EXTRACTED ENTRIES:
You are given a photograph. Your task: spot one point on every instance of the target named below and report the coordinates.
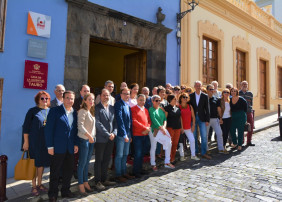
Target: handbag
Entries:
(25, 168)
(247, 127)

REQUIRED WORK: Convert the data above into a Markdown table with the columns Row and Line, giving each line its own numbered row and skipping blank lines. Leave out any pictures.

SOLUTION:
| Row | Line |
|---|---|
| 1 | You are given a photograph. Your task: spot one point on every instance of the target named below and report the coordinates. |
| 2 | Target: handbag |
| 3 | Entries: |
| 4 | (25, 168) |
| 5 | (247, 127) |